== GIVEN INFORMATION ==

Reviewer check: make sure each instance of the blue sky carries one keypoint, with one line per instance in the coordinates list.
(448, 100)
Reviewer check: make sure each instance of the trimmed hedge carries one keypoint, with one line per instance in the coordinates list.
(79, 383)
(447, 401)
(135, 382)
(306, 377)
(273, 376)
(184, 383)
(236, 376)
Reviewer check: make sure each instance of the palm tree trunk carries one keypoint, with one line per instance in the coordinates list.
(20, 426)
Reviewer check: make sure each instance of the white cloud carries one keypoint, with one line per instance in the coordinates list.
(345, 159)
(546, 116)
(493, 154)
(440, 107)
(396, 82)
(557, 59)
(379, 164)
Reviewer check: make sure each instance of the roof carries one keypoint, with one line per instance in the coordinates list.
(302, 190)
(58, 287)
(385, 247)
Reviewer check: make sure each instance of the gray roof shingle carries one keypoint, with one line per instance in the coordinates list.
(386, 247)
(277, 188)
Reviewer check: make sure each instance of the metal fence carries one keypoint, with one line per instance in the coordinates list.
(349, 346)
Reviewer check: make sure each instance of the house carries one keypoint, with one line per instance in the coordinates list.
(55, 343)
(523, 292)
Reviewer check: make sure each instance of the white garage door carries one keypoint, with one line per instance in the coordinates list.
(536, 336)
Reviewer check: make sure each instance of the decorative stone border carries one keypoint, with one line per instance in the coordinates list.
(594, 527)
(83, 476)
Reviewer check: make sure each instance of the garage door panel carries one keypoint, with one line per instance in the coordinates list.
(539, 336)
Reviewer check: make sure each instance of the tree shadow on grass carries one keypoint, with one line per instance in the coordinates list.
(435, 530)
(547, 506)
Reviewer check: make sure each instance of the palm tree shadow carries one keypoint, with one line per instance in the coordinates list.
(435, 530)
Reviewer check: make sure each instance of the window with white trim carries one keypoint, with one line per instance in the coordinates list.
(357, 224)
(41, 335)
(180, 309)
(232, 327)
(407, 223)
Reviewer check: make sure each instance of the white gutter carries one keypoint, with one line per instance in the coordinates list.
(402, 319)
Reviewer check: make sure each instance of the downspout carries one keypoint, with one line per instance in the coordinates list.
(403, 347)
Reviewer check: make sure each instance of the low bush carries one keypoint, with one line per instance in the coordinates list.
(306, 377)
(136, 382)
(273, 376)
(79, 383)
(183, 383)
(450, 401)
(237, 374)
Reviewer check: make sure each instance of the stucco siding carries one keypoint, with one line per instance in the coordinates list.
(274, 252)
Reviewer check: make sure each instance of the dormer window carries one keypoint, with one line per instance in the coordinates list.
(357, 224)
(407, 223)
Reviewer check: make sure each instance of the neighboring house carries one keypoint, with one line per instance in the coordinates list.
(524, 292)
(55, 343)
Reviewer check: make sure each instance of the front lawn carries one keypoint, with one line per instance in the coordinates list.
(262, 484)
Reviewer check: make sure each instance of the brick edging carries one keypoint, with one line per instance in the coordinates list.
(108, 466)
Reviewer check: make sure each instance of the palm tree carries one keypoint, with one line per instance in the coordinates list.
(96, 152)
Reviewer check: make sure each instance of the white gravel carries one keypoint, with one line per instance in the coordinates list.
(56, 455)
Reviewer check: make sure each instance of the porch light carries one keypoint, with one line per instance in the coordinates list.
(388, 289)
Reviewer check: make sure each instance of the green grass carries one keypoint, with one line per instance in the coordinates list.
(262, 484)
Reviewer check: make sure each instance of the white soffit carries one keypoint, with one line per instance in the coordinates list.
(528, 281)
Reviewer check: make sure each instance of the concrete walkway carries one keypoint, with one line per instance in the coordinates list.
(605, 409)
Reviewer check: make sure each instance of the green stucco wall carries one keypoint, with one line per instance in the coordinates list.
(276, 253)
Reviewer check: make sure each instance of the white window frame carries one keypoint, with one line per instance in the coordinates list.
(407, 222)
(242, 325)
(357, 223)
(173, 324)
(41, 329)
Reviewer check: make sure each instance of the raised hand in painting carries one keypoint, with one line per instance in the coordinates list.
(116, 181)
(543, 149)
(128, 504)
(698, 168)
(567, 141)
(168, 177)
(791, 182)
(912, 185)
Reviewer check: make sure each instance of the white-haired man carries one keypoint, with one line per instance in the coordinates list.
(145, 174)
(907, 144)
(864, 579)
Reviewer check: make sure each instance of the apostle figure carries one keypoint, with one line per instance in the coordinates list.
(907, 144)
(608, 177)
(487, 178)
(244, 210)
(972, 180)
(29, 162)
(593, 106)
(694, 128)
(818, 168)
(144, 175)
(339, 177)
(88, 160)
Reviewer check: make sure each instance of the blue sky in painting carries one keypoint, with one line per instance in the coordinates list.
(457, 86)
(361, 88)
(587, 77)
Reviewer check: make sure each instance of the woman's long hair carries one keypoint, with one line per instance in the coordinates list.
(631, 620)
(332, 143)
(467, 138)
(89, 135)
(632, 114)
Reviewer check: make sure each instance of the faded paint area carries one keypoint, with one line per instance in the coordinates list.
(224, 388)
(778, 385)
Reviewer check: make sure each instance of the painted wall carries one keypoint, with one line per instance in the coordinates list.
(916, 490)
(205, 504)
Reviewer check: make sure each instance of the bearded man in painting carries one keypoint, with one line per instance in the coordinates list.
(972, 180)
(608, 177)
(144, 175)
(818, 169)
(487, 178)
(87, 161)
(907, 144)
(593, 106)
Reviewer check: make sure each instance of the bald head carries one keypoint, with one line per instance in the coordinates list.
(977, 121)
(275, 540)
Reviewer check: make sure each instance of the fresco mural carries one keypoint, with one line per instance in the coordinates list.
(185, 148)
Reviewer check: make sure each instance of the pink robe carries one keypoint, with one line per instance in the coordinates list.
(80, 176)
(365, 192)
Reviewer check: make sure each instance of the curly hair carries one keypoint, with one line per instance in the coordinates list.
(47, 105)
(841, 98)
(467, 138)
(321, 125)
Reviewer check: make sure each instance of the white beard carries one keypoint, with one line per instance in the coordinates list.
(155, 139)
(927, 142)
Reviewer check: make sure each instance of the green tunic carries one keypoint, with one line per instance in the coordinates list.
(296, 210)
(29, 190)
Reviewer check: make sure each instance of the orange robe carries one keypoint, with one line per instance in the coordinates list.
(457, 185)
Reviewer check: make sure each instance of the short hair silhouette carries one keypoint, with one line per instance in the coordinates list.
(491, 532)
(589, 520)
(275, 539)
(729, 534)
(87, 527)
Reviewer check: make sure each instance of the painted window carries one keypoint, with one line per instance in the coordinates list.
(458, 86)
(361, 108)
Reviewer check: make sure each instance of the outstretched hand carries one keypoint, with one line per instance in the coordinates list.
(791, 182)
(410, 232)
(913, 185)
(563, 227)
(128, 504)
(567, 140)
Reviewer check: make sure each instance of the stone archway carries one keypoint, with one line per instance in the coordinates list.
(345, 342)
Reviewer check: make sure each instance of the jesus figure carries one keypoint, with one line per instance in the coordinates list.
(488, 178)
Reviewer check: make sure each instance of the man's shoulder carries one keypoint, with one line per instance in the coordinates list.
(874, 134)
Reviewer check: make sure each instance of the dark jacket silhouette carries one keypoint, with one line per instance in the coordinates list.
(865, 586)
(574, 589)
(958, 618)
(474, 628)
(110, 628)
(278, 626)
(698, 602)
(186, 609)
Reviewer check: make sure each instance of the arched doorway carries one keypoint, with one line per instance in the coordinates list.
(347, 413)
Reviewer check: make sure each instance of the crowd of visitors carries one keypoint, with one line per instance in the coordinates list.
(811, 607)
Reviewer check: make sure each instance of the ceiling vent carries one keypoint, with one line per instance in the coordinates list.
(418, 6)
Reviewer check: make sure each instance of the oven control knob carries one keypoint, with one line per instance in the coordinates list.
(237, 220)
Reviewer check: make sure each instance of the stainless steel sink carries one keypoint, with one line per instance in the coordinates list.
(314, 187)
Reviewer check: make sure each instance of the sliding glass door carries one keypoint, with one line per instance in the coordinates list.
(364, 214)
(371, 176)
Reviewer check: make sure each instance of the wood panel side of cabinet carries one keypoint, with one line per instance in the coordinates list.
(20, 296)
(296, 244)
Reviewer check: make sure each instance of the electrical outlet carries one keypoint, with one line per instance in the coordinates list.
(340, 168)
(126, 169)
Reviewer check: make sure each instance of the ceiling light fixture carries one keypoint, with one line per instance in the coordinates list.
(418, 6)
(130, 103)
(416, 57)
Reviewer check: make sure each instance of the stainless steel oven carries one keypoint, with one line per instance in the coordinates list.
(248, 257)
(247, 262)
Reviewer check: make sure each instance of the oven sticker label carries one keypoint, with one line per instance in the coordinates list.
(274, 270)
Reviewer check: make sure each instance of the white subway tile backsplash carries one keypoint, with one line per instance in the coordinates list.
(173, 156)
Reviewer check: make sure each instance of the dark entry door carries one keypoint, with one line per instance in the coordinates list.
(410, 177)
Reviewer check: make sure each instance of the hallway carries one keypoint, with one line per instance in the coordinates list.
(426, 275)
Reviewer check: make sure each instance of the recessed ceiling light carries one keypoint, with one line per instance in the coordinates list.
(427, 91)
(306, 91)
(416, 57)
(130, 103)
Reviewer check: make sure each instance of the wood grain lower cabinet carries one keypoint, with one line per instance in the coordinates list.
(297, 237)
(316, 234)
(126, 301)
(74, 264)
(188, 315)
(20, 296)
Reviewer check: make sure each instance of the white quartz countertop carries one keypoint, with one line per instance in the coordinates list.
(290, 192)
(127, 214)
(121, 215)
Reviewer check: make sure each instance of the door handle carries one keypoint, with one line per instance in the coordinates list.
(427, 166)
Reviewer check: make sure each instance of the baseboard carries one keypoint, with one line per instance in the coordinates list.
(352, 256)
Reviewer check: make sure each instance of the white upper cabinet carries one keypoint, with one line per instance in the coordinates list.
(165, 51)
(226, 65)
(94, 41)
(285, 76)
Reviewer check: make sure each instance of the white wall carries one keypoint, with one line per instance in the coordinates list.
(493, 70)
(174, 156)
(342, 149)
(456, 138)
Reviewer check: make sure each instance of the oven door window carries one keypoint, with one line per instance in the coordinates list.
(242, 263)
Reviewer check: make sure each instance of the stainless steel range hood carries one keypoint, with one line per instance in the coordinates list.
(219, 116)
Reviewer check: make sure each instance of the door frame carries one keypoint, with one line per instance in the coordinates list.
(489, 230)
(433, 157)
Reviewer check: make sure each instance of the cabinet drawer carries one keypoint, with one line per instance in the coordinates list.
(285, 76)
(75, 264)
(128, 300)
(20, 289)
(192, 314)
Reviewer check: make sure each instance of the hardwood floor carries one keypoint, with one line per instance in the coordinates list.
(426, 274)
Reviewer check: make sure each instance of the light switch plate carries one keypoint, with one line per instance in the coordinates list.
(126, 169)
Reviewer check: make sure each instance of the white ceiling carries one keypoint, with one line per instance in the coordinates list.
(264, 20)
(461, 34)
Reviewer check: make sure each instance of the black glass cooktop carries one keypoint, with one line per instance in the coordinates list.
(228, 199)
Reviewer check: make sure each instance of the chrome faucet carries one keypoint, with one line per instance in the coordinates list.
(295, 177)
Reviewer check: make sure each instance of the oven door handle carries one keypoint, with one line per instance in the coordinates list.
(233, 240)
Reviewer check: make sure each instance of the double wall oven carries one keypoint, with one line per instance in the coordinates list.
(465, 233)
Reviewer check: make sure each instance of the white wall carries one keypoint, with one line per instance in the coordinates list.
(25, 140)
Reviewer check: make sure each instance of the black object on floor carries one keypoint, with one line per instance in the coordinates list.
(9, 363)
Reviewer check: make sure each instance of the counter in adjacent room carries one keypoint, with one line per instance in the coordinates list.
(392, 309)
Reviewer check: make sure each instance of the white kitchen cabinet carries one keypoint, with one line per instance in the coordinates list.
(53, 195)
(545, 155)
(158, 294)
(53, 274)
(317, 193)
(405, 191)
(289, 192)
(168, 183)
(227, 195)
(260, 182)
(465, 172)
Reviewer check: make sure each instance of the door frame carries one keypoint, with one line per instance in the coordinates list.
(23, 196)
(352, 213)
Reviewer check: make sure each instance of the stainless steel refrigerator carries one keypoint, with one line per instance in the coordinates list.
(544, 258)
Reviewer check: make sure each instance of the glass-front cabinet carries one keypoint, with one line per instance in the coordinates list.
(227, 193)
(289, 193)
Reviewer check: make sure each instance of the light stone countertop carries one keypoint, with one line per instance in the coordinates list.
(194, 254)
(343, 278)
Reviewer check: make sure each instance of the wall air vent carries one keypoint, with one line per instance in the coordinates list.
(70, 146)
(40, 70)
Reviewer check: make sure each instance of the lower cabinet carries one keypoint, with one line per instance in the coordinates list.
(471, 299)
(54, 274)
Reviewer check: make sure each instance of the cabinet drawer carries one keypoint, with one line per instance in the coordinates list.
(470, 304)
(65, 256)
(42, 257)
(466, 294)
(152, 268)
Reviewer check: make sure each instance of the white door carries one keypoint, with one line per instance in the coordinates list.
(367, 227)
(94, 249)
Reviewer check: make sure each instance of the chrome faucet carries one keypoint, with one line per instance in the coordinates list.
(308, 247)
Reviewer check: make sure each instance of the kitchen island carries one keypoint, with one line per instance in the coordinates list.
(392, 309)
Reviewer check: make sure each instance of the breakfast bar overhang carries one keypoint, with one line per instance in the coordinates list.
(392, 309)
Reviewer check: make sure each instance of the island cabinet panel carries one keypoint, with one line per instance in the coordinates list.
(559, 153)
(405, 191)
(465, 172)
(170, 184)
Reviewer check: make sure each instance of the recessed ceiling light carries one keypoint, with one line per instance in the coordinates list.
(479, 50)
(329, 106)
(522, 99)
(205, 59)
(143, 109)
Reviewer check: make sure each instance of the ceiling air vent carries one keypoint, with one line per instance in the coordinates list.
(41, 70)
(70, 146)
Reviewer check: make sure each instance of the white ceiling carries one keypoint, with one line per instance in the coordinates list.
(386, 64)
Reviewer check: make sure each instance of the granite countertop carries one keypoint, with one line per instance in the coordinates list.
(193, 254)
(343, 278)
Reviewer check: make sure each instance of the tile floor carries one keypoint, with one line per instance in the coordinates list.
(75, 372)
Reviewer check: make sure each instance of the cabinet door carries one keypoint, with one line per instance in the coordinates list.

===

▸ YOUR INSTRUCTIONS
Return precisely the lines of the records, starting with the line that holds "Reviewer check: make sure each instance of the granite" and ending with the last one.

▸ EXERCISE RESPONSE
Reviewer check: make sure each instance of the granite countertop carries one keypoint, with one line per instance in the coordinates list.
(193, 254)
(343, 278)
Reviewer check: make sure each instance of the tile floor carries one keypoint, with one line per instance in the coordinates list.
(75, 372)
Reviewer check: make sure each instance of the cabinet door carries one keypoint, with one line per instance in the coordinates list.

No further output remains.